Assignment:
Each entry in the listing must be set down again word for word.

====

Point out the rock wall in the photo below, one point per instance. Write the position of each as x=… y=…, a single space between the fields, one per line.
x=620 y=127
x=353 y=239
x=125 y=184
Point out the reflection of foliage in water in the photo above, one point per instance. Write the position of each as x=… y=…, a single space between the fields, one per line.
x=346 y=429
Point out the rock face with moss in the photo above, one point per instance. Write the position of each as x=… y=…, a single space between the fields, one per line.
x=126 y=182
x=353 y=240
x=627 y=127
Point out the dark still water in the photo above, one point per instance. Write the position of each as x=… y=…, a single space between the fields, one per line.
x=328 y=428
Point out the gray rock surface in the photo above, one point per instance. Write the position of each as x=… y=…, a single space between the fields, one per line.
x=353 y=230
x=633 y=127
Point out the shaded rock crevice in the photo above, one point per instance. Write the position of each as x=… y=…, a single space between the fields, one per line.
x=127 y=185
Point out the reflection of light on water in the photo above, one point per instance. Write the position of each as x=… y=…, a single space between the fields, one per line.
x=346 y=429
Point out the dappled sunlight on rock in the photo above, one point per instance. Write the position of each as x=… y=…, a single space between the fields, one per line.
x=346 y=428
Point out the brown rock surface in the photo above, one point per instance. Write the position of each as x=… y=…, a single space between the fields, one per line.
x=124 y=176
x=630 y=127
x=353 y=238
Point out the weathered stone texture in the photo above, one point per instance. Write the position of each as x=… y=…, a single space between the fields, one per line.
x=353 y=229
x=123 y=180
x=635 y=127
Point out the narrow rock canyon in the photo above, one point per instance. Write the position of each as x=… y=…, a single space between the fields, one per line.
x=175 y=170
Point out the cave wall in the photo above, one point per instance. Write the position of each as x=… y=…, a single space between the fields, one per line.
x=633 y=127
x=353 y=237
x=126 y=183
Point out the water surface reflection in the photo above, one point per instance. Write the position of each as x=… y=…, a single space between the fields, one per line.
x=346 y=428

====

Result of the exercise:
Point out the rock wall in the photo below, one point per instance. Write the position of each as x=… y=…, a single space between the fields, one per line.
x=620 y=127
x=353 y=239
x=125 y=184
Point out the reflection of foliage in water in the photo above, one point per instance. Write the position of each as x=… y=…, a single space between the fields, one per line.
x=346 y=429
Point out the rock face with moss in the photo above, one point per instance. Write the position of each as x=… y=…, a single space between the fields, one per line.
x=126 y=182
x=353 y=240
x=627 y=127
Point out the dark still water in the photo above, one point per instance. Write the position of each as x=… y=…, a single space between the fields, one per line.
x=328 y=428
Point out the gray rock surface in the photo above, one point per instance. Write the position of each as x=… y=…, a single space between the fields, one per line.
x=353 y=230
x=633 y=127
Point out the shaded rock crevice in the photo above, one point per instance. Write the position of each as x=… y=…, a single space between the fields, one per line.
x=127 y=185
Point out the reflection of light on water in the photo above, one point per instance. Write the position of each as x=… y=…, a single space between the fields, one per line.
x=346 y=429
Point out the dappled sunlight on rock in the photo above, one point per instance. Write the position of each as x=… y=…, a single space between the fields, one per line.
x=346 y=428
Point out the brown rock surface in the photo above, one point per instance. Write the position of each as x=… y=…, a single space between the fields, one per line.
x=124 y=176
x=630 y=127
x=353 y=238
Point out the weathered stone texture in the photo above, one point per instance. Write the position of each as x=… y=…, a single space between the fields, one per line.
x=353 y=229
x=123 y=180
x=635 y=127
Point out the narrow rock canyon in the photo above, one point per instance. Write the position of each as x=… y=…, a single space between the fields, one per line.
x=175 y=170
Point out the cave wall in the photo above, one point per instance. Write the position of each as x=… y=…, a single space between the fields, one per line.
x=633 y=127
x=353 y=237
x=126 y=183
Point out the water surface reflection in the photo above, one point per instance. Write the position of each as x=… y=…, a single space between the fields, one per line.
x=346 y=428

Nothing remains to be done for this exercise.